Exercise instructions ::
Put every one of the rows below into a numbered list, skipping any blank lines, and leave any pictures out of the list.
++++++
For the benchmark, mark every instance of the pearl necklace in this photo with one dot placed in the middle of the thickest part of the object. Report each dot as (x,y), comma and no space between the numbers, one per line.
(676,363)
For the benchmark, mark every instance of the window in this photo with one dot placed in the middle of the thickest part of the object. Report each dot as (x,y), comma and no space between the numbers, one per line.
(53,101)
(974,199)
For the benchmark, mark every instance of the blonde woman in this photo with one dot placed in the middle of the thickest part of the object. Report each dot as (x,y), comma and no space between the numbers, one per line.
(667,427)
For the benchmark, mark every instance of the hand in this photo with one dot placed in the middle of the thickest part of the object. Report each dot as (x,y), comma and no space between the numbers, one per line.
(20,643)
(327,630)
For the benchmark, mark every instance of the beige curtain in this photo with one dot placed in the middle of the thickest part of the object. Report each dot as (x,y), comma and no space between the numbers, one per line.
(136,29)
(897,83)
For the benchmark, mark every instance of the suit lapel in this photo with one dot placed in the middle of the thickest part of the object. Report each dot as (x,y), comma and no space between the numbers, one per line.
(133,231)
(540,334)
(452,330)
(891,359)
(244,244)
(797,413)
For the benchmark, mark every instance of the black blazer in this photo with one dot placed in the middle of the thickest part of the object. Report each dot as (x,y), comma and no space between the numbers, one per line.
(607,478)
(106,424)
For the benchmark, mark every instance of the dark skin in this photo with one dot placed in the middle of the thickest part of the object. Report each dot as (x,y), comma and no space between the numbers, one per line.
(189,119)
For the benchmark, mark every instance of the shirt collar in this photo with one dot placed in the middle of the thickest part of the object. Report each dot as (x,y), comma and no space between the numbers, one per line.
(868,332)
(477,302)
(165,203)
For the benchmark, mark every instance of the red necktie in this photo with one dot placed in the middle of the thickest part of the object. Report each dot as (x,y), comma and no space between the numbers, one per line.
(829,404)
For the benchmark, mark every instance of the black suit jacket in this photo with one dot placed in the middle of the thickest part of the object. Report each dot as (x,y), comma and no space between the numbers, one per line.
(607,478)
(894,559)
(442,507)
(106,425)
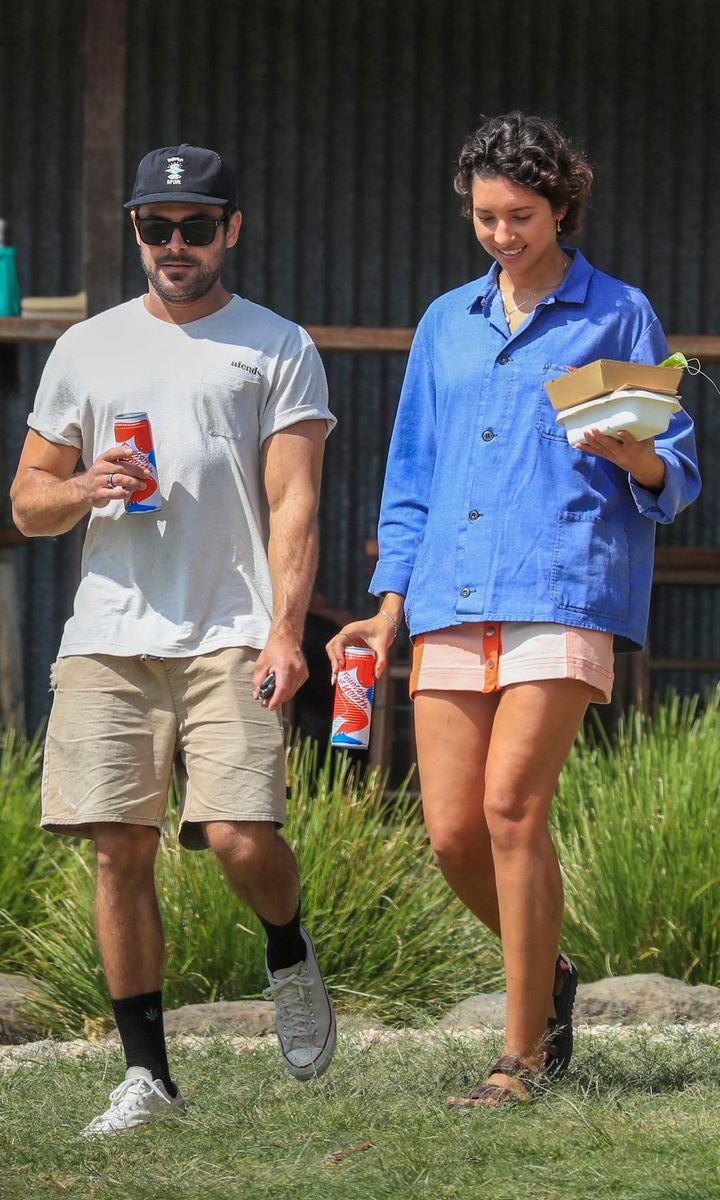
++++++
Solution to the exercise ::
1. For the benchmark, mark every instance of the pearl necklace in this photo with one dot placed in the middle of the thickest part of the object. Report each dot as (x,y), comma and no space between the numbers, one per line.
2. (676,363)
3. For the benchmark, mark every instance of the window in this photo with one dot placed in the middle of the thickest part of the object. Report each dot as (x,y), comma and no space between the numbers, one per line.
4. (53,101)
5. (974,199)
6. For the benchmark, mark every instance of the blonde woman in this photo with one dot placed in the middle of the thickest part of the object. Report each dot as (x,y), comma and no space between the numbers, one per line.
7. (667,427)
8. For the benchmark, mark every instance of the hand in this photo with one dot placed in the middle of the thickest part of the object. Report each dot as (x,y), comma and no space between the numbers, one per line.
9. (20,643)
10. (327,630)
11. For the benchmark, mark every instance of the beige curtain in this photo with one dot placed in the middle of the thickest part of the object. Report each dot as (x,y), comma and no space between the numbers, one per line.
12. (136,29)
13. (897,83)
14. For the benchmark, mark every instance of the suit lapel in this photo with one dot placed in the middle of the thickest part of the object. Report each dot as (x,y), comma and no space between the numbers, one per line.
15. (133,231)
16. (540,334)
17. (452,330)
18. (891,359)
19. (244,244)
20. (797,413)
21. For the benchmark, mark every instance of the black blazer in this photo with one dot placed in the middle of the thickest part of the object. Report each dot as (x,y), comma and no space between the numbers, one per line.
22. (607,478)
23. (106,424)
24. For the benchmark, mark every instance of the dark skin in this photo with one dot placed in the middle of the thickest part of the object. Report each dot as (x,y), comma and no space between the numbers, one per line.
25. (189,119)
26. For the benchmark, mark every instance of the shirt collar in this photo with one dot placed in the middle of the thickest part of the object. Report each dot as (x,y), comma and no space between the numbers, one per line.
27. (868,332)
28. (477,302)
29. (165,203)
30. For the benchmark, mark every instance of the red necktie in this photo with one dot placed in the middle of the thickest part of the object. Report each dot as (x,y), comma and no space between the numbers, one per line.
31. (829,404)
32. For the benchmark, mark every instance of the black suit jacket in this photo with one dot placed in the middle of the thickest part of the object. Report each dot as (x,y), comma and no space between the numbers, one per line.
33. (607,478)
34. (894,559)
35. (442,507)
36. (106,425)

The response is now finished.